Extrait du document:
──────────

De même, lors des repas, nous mangions des rations de soldat… avec la guerre en moins, fort heureusement. Si je devais satisfaire un « besoin naturel », les jeunes se disposaient en cercle autour de moi en tenant leurs sacs de couchage bien droits, de manière à constituer un genre de paravent pour empêcher qu’on m’aperçoive.

Nous avons chanté, nous avons ri, nous avons eu froid la nuit et très chaud le jour ; nous étions épuisés, harassés par ce périple, mais tellement heureux ! J’ai savouré. Ces jeunes m’ont tant apporté sur le plan humain ! Vous ne pouvez imaginer à quel point.

J’ai renouvelé cette expérience avec eux plusieurs années de suite. Nous formions un petit groupe fort sympathique. Tous ces jeunes m’ont aidée à éclore, à accepter ma vie et à m’accepter moi-même. Ils m’ont aidée à espérer. Je dois énormément à Lourdes et à tout ce qui s’y déroule. Je remercie Sainte Bernadette de nous avoir rassemblés en ce lieu de prière et de bonté qui accueille et réconforte les personnes les plus amoindries. Toutes sans exception sont reçues, acceptées et aimées.

Je remercie toutes les personnes qui font de cet endroit, un lieu si accueillant et si humainement exceptionnel. Toutes les âmes charitables qui se dévouent dans ce sanctuaire donnent à ce petit bout de terre une impression de paradis retrouvé. J’avoue qu’en m’y rendant, je voulais me sentir pareille aux autres, je refusais d’être infantilisée. Pendant ces quelques jours de profond partage, j’avais besoin qu’on me considère comme une personne à part entière, malgré mes capacités physiques amoindries.

──────────

Consignes:
• A. Recopiez mot pour mot le passage de l'extrait allant de « Nous avons chanté, nous » jusqu'à « acceptées et aimées. » inclus.
• B. Selon l'extrait, pourquoi les jeunes se disposaient-ils en cercle avec leurs sacs de couchage autour de la personne qui s'exprime ? Répondez en une à trois phrases.

Matériel fourni:
──────────

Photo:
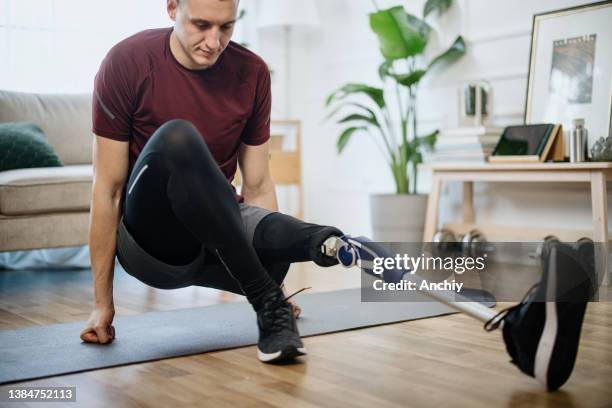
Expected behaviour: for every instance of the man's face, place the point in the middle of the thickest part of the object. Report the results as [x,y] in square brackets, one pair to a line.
[203,28]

──────────

Résultats finaux:
• A.
Nous avons chanté, nous avons ri, nous avons eu froid la nuit et très chaud le jour ; nous étions épuisés, harassés par ce périple, mais tellement heureux ! J’ai savouré. Ces jeunes m’ont tant apporté sur le plan humain ! Vous ne pouvez imaginer à quel point.

J’ai renouvelé cette expérience avec eux plusieurs années de suite. Nous formions un petit groupe fort sympathique. Tous ces jeunes m’ont aidée à éclore, à accepter ma vie et à m’accepter moi-même. Ils m’ont aidée à espérer. Je dois énormément à Lourdes et à tout ce qui s’y déroule. Je remercie Sainte Bernadette de nous avoir rassemblés en ce lieu de prière et de bonté qui accueille et réconforte les personnes les plus amoindries. Toutes sans exception sont reçues, acceptées et aimées.

• B. Ils tenaient leurs sacs de couchage bien droits afin de constituer une sorte de paravent. Ce paravent empêchait qu'on aperçoive cette personne lorsqu'elle devait satisfaire un « besoin naturel ».